= Problem description =
Stop after the line containing "positive clicks: (519, 422) (514, 432)"; retype every line of the data before it exactly, starting from the first.

= Records for this exercise =
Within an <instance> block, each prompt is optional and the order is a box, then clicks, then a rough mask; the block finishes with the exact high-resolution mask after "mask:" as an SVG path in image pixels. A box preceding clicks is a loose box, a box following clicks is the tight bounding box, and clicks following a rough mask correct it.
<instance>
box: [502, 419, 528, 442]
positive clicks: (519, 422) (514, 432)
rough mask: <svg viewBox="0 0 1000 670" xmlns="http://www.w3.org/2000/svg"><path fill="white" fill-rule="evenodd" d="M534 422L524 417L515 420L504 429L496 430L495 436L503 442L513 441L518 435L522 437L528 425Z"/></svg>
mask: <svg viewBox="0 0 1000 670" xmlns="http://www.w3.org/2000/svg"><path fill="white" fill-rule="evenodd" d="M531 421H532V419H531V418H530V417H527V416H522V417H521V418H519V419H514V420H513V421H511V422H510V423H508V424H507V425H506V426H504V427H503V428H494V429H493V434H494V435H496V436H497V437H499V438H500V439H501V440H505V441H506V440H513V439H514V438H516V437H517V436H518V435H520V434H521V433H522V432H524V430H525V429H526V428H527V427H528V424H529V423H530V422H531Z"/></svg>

= Solution =
Within an <instance> block, each prompt is optional and the order is a box, then clicks, then a rough mask; the block finishes with the exact high-resolution mask after "mask:" as an SVG path in image pixels. A box preceding clicks is a loose box, a box following clicks is the tight bounding box, and clicks following a rough mask correct it.
<instance>
box: [502, 419, 528, 442]
positive clicks: (519, 422) (514, 432)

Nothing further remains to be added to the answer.